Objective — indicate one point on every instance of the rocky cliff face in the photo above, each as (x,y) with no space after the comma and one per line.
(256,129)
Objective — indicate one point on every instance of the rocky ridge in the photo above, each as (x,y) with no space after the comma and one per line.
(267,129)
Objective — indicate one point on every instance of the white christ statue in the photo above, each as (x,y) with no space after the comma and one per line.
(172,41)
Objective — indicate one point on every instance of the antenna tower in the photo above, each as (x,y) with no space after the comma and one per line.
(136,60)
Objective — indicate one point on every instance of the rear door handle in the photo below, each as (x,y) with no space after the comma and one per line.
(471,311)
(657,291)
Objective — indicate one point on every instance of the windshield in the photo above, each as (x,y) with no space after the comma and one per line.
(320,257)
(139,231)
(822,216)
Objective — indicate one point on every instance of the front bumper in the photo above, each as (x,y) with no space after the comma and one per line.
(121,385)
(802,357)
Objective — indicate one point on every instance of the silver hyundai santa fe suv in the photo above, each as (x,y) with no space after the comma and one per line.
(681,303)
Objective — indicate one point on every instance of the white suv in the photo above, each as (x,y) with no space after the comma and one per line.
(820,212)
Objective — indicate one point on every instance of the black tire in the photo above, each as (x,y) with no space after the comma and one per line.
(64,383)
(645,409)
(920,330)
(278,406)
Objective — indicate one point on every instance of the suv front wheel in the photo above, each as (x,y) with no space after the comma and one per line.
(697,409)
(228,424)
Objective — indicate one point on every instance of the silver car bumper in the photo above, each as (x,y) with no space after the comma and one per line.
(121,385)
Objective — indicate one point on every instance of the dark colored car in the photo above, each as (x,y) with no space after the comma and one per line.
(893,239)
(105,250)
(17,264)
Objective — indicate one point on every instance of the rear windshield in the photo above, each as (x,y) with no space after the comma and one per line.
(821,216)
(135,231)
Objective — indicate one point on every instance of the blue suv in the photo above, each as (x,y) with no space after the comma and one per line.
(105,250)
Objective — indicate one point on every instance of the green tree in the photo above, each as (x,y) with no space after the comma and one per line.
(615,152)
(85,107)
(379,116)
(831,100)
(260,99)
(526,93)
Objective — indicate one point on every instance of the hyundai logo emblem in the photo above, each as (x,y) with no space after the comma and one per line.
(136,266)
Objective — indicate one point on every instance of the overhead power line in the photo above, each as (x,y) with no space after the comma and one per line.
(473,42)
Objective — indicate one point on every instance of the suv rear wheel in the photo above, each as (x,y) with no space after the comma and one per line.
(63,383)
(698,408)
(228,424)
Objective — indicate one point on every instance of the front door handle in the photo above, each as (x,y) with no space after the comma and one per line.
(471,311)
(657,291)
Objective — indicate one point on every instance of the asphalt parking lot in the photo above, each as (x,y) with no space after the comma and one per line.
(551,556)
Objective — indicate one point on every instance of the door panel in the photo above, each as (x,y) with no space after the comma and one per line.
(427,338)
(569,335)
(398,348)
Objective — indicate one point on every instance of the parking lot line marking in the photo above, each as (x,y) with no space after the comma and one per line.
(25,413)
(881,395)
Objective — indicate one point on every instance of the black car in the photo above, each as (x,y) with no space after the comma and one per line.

━━━━

▶ What is expected: Render the whole set of entries again, exactly as given.

▶ Exercise answer:
Objective — indicate one point on every instance of the rocky cliff face in the photo above, each as (x,y) with no space after the comma and one per line.
(256,129)
Objective — indicate one point on every instance of the rocky ridge in the photo above, each as (x,y) with no space after the comma and one per line.
(267,129)
Objective — indicate one point on every instance of the white christ statue in the photo above, each as (x,y) with no space after the comma and one per line.
(172,41)
Objective — indicate one point on every instance of the antenna tower in the photo above, each as (x,y) with no space after the comma and one per line.
(136,60)
Objective — indicate one point on every instance of the rear door handle in the photo below, each as (x,y) with no space after the comma and one per line.
(471,311)
(657,291)
Objective — indicate one point on every instance of the windshield in the photo above, each as (x,y) with no space after the comma and one per line.
(320,257)
(139,231)
(822,216)
Objective — indicate one point on every instance of the front bumper in the photo above, each as (x,y) with no space after the comma and one per line.
(121,385)
(802,357)
Objective — indicate one point on every instance of the silver hyundai santa fe suv in the photo above, each as (x,y) with no space after the comma and one per line.
(681,303)
Objective — indicate one point on every instance of the white suv in the photo above, each as (x,y) with no space after the comma and one per line.
(820,212)
Objective — indicate one point on every instance of the black tire in the photo above, each as (x,y) with no space after the comma and one per line.
(64,383)
(645,409)
(920,330)
(278,406)
Objective — indicate one point on every instance of the suv front wheel in the photo above, each as (x,y) with no space after the comma and one per line.
(697,409)
(228,424)
Objective — indicate one point on every instance of the silver car bumper in the photo above, each as (x,y) with no space after the comma and one per line.
(121,385)
Objective — indicate one point on every instance of the dark colored car in the photo above, each as (x,y) with no space after the comma and one per line.
(893,239)
(105,250)
(17,264)
Objective — indicate one point on every instance of the rear windshield in the photo above, each as (x,y) with no space after the comma and one per line.
(821,216)
(135,231)
Objective — indicate one point on every instance of the blue suv in the photo above, each as (x,y) with no space after the comma and one per line.
(105,250)
Objective — indicate one point on every instance of the green tree in the photo above, each as (x,y) with no space after the comma and one per line.
(615,152)
(85,107)
(379,116)
(831,100)
(260,99)
(526,93)
Objective — indicate one point on every instance of the hyundai logo emblem in the photo above, each as (x,y) with no space after the comma and one per line.
(136,266)
Objective — indicate one point on every instance of the overhead power line in the photo above, each as (x,y) with no space after the comma and one per line.
(473,42)
Objective — indicate one point on every instance of the suv rear wheel in the photo above, each as (x,y) with no space after the comma and one per line.
(63,383)
(698,408)
(228,424)
Objective — indicate one point on every instance of the front door handle in the photo above, each as (x,y) with no space after the comma and one per line.
(471,311)
(657,291)
Objective — indicate one point on every instance of the asphalt parking lot in the photo above, each as (x,y) with no space after the comma and one per line.
(551,556)
Objective — indicate one point on every instance of the door panel in the photo above, each as (x,y) with no space after the comma and one per line.
(427,338)
(569,335)
(398,348)
Objective — indicate one point on every instance of the parking lot line marking in the photo above, each as (x,y) with no space after the comma and one per line.
(25,413)
(881,395)
Objective — indicate one point on every instance of the black car in the photo above, each as (x,y) with no space after the comma and one per line.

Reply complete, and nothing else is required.